> [Problem to work on]: Every line in the data below from the one containing "TARGET = white tile countertop" down to the one containing "TARGET = wooden upper cabinet", both included, must be retyped exactly; no other line is to appear.

> [Data provided]:
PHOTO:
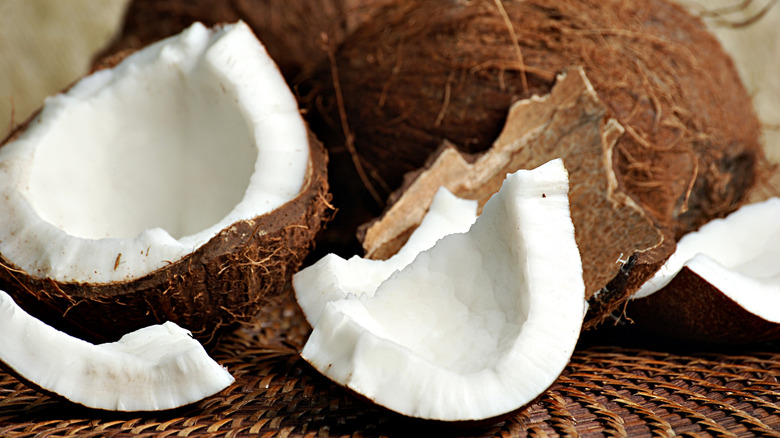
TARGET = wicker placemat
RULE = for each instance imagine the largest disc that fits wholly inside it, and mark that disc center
(607, 390)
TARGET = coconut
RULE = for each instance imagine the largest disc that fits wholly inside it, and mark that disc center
(721, 285)
(295, 32)
(423, 72)
(180, 185)
(468, 327)
(154, 368)
(569, 123)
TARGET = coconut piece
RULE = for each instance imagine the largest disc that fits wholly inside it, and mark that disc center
(420, 73)
(180, 185)
(570, 122)
(447, 214)
(722, 284)
(476, 326)
(154, 368)
(295, 33)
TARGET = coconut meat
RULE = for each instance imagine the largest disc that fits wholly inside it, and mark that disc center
(138, 165)
(447, 214)
(476, 326)
(737, 254)
(154, 368)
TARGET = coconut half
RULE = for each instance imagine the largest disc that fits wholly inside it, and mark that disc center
(154, 368)
(476, 326)
(722, 284)
(181, 184)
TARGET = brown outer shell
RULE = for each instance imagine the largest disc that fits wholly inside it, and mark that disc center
(293, 32)
(691, 309)
(224, 282)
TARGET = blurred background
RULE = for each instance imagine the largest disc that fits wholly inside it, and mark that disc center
(47, 44)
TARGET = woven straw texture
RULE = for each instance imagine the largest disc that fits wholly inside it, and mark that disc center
(607, 390)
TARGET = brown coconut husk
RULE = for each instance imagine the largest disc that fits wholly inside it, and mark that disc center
(691, 309)
(293, 31)
(569, 123)
(423, 72)
(223, 283)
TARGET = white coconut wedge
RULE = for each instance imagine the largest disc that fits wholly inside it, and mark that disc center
(154, 368)
(181, 184)
(477, 326)
(722, 284)
(333, 278)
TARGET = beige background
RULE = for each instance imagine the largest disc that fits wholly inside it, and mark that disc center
(47, 44)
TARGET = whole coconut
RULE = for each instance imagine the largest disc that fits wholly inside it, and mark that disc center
(421, 72)
(293, 31)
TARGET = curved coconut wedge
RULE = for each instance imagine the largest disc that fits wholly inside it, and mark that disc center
(154, 368)
(475, 327)
(181, 184)
(722, 284)
(446, 215)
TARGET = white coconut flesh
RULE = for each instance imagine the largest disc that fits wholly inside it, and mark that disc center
(333, 278)
(154, 368)
(136, 166)
(478, 325)
(738, 255)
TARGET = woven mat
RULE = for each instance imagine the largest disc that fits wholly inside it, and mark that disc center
(607, 390)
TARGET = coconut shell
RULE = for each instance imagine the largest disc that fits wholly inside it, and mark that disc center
(693, 310)
(224, 282)
(293, 31)
(420, 73)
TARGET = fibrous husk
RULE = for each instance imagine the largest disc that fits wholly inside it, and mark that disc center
(569, 123)
(293, 31)
(420, 73)
(222, 283)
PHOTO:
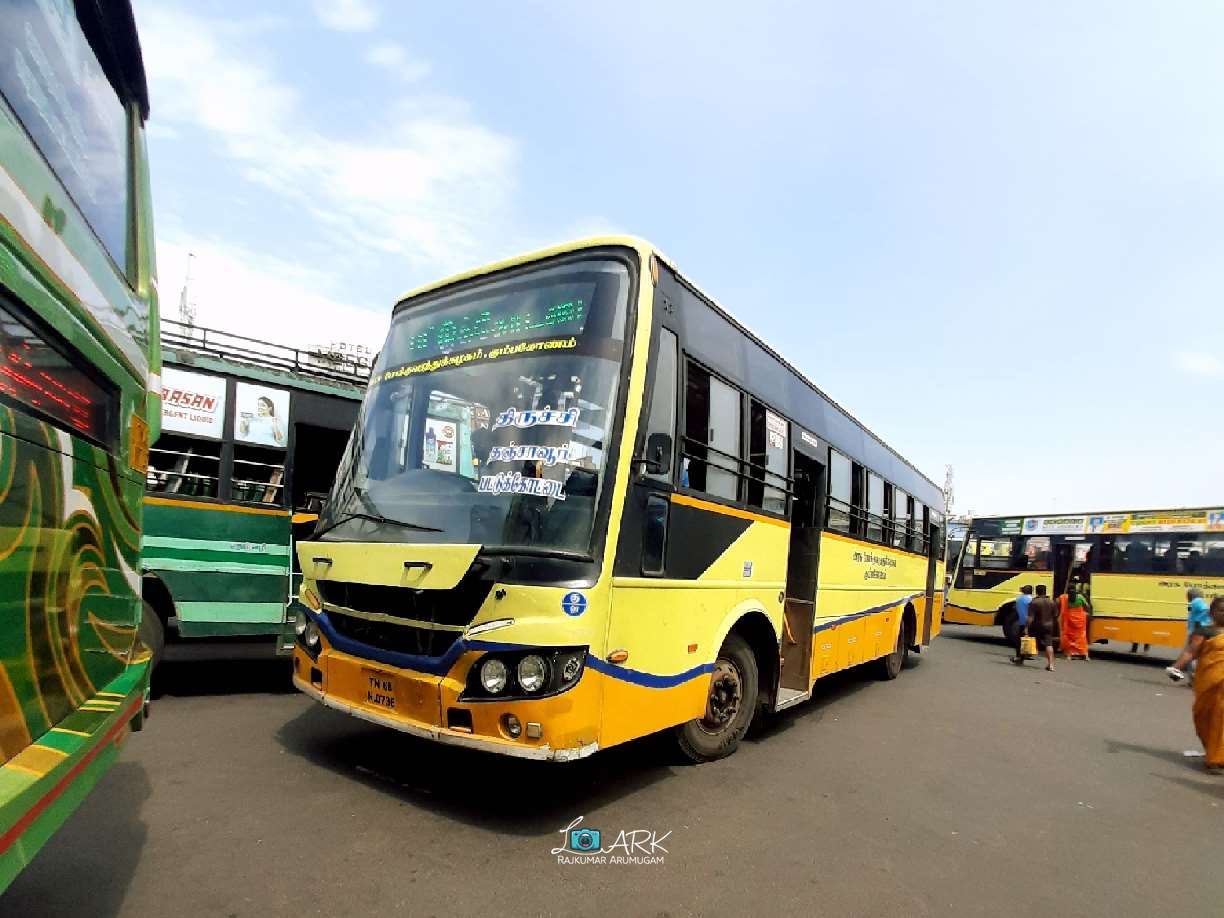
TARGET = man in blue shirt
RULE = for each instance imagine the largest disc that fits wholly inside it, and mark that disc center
(1197, 616)
(1026, 596)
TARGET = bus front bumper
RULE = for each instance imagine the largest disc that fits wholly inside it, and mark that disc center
(567, 721)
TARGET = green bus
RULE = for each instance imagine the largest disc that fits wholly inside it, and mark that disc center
(77, 373)
(250, 432)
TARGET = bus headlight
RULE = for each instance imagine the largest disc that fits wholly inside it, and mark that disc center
(512, 675)
(533, 672)
(493, 676)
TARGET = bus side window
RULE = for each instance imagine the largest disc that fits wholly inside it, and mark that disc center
(662, 399)
(841, 492)
(654, 540)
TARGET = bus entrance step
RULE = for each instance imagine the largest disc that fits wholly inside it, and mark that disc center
(788, 698)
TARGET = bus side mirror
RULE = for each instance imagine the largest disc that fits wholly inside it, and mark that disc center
(315, 502)
(659, 454)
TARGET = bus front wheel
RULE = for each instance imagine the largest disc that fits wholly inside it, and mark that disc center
(728, 708)
(152, 633)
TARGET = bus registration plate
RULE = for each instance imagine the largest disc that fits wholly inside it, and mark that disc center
(381, 689)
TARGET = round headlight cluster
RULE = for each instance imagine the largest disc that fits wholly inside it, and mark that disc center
(533, 672)
(493, 676)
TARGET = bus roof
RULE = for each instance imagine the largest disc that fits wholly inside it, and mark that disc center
(238, 355)
(110, 28)
(646, 249)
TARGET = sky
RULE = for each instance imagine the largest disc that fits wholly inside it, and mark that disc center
(993, 231)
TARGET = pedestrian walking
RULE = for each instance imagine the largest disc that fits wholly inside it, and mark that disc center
(1022, 600)
(1074, 621)
(1209, 687)
(1197, 615)
(1042, 616)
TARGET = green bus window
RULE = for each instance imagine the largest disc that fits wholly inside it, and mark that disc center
(42, 378)
(841, 493)
(258, 475)
(187, 466)
(662, 399)
(58, 89)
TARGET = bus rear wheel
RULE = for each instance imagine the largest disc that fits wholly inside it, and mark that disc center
(730, 706)
(1011, 628)
(889, 667)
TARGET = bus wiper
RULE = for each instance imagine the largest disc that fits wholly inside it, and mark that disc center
(376, 518)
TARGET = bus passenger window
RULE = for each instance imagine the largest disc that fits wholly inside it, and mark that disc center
(995, 553)
(902, 511)
(711, 435)
(662, 399)
(841, 492)
(258, 474)
(1037, 553)
(1211, 556)
(184, 465)
(654, 541)
(1134, 555)
(917, 534)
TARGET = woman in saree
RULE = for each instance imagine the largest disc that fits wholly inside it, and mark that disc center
(1074, 612)
(1209, 688)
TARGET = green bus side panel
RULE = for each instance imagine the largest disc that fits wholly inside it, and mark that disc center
(228, 572)
(69, 578)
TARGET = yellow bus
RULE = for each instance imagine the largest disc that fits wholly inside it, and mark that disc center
(583, 504)
(1136, 568)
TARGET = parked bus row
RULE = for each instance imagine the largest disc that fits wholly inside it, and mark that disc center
(1135, 567)
(78, 405)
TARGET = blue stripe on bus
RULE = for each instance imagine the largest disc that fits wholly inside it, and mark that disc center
(864, 613)
(429, 665)
(645, 678)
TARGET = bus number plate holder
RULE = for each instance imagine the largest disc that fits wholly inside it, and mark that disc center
(381, 689)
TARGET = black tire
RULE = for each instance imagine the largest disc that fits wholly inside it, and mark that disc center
(733, 689)
(1011, 628)
(152, 634)
(889, 667)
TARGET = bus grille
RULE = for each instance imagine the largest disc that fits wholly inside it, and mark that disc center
(457, 606)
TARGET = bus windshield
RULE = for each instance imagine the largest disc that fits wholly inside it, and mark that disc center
(490, 414)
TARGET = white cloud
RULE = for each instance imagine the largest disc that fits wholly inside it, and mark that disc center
(429, 186)
(347, 15)
(1200, 364)
(273, 300)
(393, 58)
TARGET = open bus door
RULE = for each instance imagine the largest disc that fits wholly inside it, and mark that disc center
(803, 561)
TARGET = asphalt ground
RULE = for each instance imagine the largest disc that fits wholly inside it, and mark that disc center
(968, 786)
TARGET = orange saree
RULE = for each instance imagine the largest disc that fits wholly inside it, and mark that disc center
(1074, 628)
(1209, 699)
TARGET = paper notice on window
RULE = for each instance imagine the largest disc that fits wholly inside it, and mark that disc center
(775, 431)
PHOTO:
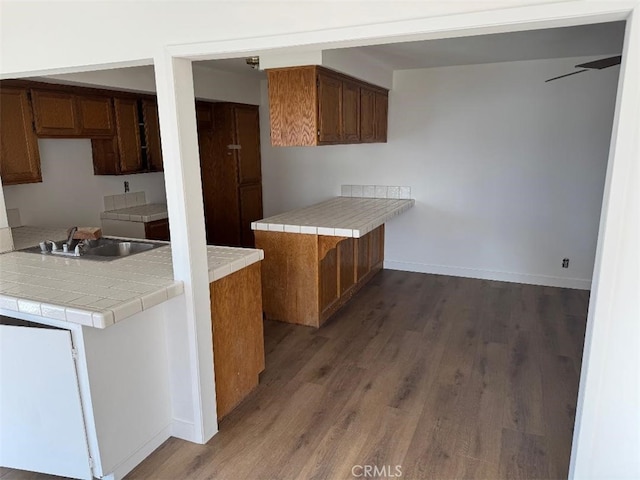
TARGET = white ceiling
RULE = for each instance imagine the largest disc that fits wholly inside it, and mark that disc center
(577, 41)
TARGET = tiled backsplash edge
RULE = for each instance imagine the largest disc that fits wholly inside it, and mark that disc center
(6, 240)
(124, 200)
(376, 191)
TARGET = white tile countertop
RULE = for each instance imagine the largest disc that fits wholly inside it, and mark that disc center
(140, 213)
(338, 217)
(98, 294)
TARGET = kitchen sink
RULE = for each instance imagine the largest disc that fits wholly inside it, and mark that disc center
(103, 249)
(120, 249)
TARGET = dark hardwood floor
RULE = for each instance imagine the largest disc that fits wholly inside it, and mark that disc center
(441, 377)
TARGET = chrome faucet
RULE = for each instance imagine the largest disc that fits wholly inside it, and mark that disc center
(72, 231)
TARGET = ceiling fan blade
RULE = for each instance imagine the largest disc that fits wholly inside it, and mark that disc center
(565, 75)
(602, 63)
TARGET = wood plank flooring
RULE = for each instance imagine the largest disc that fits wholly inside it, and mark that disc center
(444, 377)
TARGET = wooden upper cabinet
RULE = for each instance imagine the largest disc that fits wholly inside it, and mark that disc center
(122, 153)
(367, 115)
(350, 112)
(19, 157)
(152, 135)
(293, 106)
(246, 133)
(380, 116)
(63, 114)
(95, 115)
(55, 113)
(329, 109)
(127, 122)
(312, 105)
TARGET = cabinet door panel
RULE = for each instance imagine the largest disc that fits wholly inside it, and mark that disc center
(55, 113)
(96, 115)
(329, 109)
(376, 245)
(106, 158)
(382, 102)
(157, 230)
(347, 264)
(41, 416)
(350, 112)
(363, 266)
(247, 138)
(250, 211)
(367, 115)
(204, 117)
(128, 135)
(328, 272)
(152, 134)
(19, 157)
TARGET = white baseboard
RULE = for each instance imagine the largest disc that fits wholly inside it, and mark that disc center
(139, 455)
(183, 430)
(545, 280)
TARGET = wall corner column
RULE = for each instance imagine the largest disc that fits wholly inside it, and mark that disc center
(174, 83)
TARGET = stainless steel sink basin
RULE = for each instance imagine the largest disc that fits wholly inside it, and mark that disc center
(120, 249)
(103, 249)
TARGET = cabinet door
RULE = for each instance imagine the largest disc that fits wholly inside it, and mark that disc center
(350, 112)
(204, 117)
(19, 157)
(152, 135)
(247, 143)
(42, 423)
(367, 115)
(55, 113)
(250, 211)
(128, 135)
(376, 246)
(106, 158)
(382, 102)
(95, 116)
(346, 252)
(328, 273)
(363, 266)
(329, 109)
(157, 230)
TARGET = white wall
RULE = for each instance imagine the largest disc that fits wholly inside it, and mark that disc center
(507, 171)
(209, 84)
(55, 39)
(70, 194)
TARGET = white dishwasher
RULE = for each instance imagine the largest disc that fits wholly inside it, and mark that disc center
(41, 422)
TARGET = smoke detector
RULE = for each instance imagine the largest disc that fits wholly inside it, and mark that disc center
(253, 62)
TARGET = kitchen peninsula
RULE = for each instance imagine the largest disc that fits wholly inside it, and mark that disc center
(318, 257)
(91, 358)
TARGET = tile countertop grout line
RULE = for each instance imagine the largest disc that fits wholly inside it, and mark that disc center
(336, 216)
(28, 290)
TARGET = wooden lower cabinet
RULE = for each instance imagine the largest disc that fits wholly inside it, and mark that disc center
(157, 230)
(238, 338)
(307, 278)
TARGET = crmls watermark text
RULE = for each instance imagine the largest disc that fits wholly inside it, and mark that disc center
(365, 471)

> [Task output]:
TARGET = white tile countertop
RULE = for each instance imagine the largest disc that fits wholly inside it, and mark that disc center
(140, 213)
(338, 217)
(98, 294)
TARGET = kitchen sink
RULE = for each instance imagine the largest disc that fits wholly inside it, and mark that disc center
(103, 249)
(120, 249)
TARGET = dark hardwood floor
RULE = for each instance imagine the largest disc that fits wholly inside it, and mark that disc center
(441, 377)
TARGET = chrome faucet
RULE = for each instance imagine the largest disc that fits wholly inside it, and mark that disc center
(72, 231)
TARGET = ceiling fan blade
RULE = for each instance imagine the largest disc that fits wholly inside it, and mark that disc center
(565, 75)
(602, 63)
TARGET = wood plank flooring
RULE = for each instance imagine the largest disc that fits wholly inside it, and mark that disc center
(444, 377)
TARGET = wooden upper cabinet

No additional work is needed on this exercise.